__Task to carry out__: List every line in the records below that contains the word "great", copying each such line in full.

__Supplied entries__:
>> Begin

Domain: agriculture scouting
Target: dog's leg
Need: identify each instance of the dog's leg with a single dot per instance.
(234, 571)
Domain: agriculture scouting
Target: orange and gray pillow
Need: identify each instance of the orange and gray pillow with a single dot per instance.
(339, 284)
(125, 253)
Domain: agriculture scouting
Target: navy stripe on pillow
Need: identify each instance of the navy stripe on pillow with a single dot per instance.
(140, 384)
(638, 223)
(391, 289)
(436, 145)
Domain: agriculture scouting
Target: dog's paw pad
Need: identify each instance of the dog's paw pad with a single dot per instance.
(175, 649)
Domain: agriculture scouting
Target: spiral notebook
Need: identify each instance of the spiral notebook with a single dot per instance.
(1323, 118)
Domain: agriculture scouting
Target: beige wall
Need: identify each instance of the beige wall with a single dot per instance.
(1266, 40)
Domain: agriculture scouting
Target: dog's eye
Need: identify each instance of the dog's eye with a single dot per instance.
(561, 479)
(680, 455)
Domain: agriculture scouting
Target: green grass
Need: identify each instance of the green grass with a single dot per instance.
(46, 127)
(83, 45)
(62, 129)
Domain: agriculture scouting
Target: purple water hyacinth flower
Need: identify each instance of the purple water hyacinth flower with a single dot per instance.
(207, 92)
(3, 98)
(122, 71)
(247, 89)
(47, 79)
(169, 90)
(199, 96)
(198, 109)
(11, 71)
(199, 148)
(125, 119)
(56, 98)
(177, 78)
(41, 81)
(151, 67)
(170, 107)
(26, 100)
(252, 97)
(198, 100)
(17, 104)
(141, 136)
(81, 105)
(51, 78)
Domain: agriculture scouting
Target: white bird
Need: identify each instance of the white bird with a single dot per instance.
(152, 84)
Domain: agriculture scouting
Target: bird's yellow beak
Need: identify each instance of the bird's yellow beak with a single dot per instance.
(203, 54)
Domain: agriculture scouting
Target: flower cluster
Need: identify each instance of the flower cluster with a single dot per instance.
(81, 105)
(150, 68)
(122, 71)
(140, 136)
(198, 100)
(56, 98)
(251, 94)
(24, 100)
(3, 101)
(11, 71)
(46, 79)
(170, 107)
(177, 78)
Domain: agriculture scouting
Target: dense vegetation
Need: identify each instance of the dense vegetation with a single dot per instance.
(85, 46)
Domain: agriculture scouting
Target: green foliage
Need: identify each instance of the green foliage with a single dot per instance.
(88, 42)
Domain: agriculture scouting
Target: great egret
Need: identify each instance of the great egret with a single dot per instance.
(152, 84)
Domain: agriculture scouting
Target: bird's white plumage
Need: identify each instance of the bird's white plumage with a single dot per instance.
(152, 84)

>> End

__Exercise output__:
Target: great egret
Need: identify each instance of the great egret with a single dot per instance.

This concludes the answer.